PROBLEM REQUIREMENTS >> All of the records listed below should be retyped exactly.

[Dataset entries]
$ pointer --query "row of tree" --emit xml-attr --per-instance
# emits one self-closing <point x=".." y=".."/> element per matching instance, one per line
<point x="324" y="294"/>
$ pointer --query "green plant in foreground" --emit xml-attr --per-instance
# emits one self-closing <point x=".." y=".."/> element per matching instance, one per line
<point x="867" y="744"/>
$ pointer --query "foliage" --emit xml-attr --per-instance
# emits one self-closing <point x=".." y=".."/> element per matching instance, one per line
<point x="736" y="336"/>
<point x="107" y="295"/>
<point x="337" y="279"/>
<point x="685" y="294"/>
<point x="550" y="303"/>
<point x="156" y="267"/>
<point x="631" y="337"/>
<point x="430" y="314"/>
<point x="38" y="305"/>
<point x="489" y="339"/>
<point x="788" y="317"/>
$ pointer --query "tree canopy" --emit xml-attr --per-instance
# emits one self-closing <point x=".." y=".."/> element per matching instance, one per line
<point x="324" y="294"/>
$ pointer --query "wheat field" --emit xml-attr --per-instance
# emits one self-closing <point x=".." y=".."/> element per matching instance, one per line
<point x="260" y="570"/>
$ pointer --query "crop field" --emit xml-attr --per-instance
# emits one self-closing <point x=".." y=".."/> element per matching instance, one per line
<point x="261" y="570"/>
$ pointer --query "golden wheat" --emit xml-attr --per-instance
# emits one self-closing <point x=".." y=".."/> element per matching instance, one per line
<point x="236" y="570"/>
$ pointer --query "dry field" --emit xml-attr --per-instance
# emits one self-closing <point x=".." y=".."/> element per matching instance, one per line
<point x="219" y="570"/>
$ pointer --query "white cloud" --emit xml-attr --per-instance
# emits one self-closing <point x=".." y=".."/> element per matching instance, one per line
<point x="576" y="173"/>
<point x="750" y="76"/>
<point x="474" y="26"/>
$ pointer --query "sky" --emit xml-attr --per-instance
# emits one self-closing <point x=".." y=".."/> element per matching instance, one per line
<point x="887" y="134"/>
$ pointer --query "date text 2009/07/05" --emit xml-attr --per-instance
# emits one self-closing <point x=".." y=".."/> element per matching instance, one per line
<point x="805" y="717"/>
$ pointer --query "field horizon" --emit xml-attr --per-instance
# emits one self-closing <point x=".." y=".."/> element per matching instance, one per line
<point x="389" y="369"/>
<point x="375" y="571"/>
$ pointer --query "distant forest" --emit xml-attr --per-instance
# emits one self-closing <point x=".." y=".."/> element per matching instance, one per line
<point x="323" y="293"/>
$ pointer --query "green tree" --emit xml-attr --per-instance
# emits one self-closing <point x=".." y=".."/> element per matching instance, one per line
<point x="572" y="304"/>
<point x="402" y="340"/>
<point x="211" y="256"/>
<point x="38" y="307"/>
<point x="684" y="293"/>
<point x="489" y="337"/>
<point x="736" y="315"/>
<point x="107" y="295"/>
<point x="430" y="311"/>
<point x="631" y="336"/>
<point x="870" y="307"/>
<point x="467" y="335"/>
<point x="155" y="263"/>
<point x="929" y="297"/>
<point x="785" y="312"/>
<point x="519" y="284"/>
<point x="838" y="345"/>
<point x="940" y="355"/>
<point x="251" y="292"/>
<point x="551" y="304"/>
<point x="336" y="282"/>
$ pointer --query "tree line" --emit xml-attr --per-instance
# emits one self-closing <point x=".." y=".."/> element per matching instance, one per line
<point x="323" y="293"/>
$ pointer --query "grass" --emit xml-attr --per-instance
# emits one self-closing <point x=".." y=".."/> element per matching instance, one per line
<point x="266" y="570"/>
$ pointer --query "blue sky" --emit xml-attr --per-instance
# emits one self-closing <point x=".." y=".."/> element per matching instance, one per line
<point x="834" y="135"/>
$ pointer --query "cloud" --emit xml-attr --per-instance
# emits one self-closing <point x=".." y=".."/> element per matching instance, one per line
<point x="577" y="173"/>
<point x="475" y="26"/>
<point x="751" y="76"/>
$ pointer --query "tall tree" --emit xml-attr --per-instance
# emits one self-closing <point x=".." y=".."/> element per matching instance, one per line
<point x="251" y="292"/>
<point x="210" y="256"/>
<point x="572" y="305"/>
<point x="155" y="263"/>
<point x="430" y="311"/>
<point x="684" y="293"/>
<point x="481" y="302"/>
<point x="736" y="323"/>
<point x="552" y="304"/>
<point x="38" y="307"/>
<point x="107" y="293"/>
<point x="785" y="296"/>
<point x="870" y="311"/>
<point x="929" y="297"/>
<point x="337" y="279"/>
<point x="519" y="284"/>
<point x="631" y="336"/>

ANSWER TO THE PROBLEM >>
$ pointer --query "row of tree" --emit xml-attr --per-instance
# emits one self-closing <point x=".." y=".."/> element per matching instance, one per line
<point x="324" y="294"/>
$ pointer --query "green plant in foreground" --emit xml-attr --per-instance
# emits one self-closing <point x=".." y=".."/> element per matching instance, one per line
<point x="867" y="744"/>
$ pointer --query "foliage" --emit xml-attr --per-instance
# emits one self-closing <point x=".." y=".."/> element per matching instance, one per line
<point x="736" y="336"/>
<point x="107" y="295"/>
<point x="337" y="279"/>
<point x="685" y="294"/>
<point x="550" y="303"/>
<point x="156" y="267"/>
<point x="631" y="337"/>
<point x="430" y="314"/>
<point x="38" y="305"/>
<point x="489" y="339"/>
<point x="788" y="317"/>
$ pointer --query "tree canopy" --emit xml-attr --per-instance
# emits one self-closing <point x=".." y=".."/> element per matching instance, one per line
<point x="324" y="294"/>
$ pointer --query "wheat field" --emit xml-attr --per-instance
# emits one self-closing <point x=".." y=".."/> element per matching instance, one per line
<point x="260" y="570"/>
$ pointer --query "crop field" --emit xml-attr --per-instance
# emits one self-closing <point x=".." y=".."/> element per matching instance, one per line
<point x="261" y="570"/>
$ pointer --query "golden wheat" --emit xml-attr --per-instance
# emits one self-closing <point x=".." y=".."/> element per matching instance, one per line
<point x="236" y="570"/>
$ pointer --query "dry field" --emit xml-attr --per-instance
# emits one self-closing <point x=".." y=".."/> element per matching instance, one per line
<point x="219" y="570"/>
$ pointer --query "white cloud" --emit xml-attr --per-instance
# emits one self-closing <point x=".." y=".."/> element per matching instance, one per line
<point x="576" y="173"/>
<point x="750" y="76"/>
<point x="474" y="26"/>
$ pointer --query "sky" --emit xml-attr --per-instance
# emits one self-closing <point x=".." y=".."/> element per matching instance, one per line
<point x="887" y="134"/>
$ pointer --query "date text 2009/07/05" --emit xml-attr --per-instance
# emits one self-closing <point x=".." y=".."/> element per matching instance, one per line
<point x="805" y="717"/>
$ pointer --query "field horizon" --emit xml-attr --per-instance
# emits one self-closing <point x=".." y=".."/> element per matching instance, one per line
<point x="389" y="369"/>
<point x="375" y="571"/>
$ pointer --query "distant forest" --emit xml-attr --per-instance
# emits one self-closing <point x=".." y=".."/> element per matching instance, one per line
<point x="323" y="293"/>
$ pointer --query "green tree" --emit xml-attr --per-instance
# emits one self-closing <point x=".." y=".."/> element per matching instance, one per line
<point x="572" y="304"/>
<point x="402" y="340"/>
<point x="211" y="256"/>
<point x="38" y="307"/>
<point x="684" y="293"/>
<point x="489" y="337"/>
<point x="736" y="315"/>
<point x="107" y="295"/>
<point x="430" y="311"/>
<point x="631" y="336"/>
<point x="870" y="307"/>
<point x="467" y="335"/>
<point x="155" y="263"/>
<point x="929" y="297"/>
<point x="785" y="312"/>
<point x="519" y="284"/>
<point x="838" y="345"/>
<point x="940" y="355"/>
<point x="251" y="292"/>
<point x="551" y="304"/>
<point x="336" y="282"/>
$ pointer --query "tree line" --emit xml-attr --per-instance
# emits one self-closing <point x=".." y=".."/> element per matching instance, one per line
<point x="323" y="293"/>
$ pointer --query "grass" --emit xml-attr --per-instance
# emits one self-closing <point x=".." y=".."/> element per matching instance, one per line
<point x="266" y="570"/>
$ pointer --query "blue sky" --emit xml-attr --per-instance
# emits one self-closing <point x=".." y=".."/> element per matching instance, one per line
<point x="834" y="135"/>
$ pointer --query "cloud" --emit xml-attr --per-instance
# emits one self-closing <point x=".." y=".."/> element per matching instance, one per line
<point x="577" y="173"/>
<point x="475" y="26"/>
<point x="751" y="76"/>
$ pointer --query "tall tree" --emit xml-attr --per-instance
# emits one self-closing <point x=".." y=".."/> element per matching instance, one per line
<point x="251" y="292"/>
<point x="210" y="256"/>
<point x="572" y="305"/>
<point x="155" y="263"/>
<point x="430" y="311"/>
<point x="684" y="293"/>
<point x="481" y="302"/>
<point x="736" y="323"/>
<point x="552" y="304"/>
<point x="38" y="307"/>
<point x="107" y="293"/>
<point x="785" y="296"/>
<point x="870" y="311"/>
<point x="929" y="297"/>
<point x="337" y="279"/>
<point x="519" y="284"/>
<point x="631" y="336"/>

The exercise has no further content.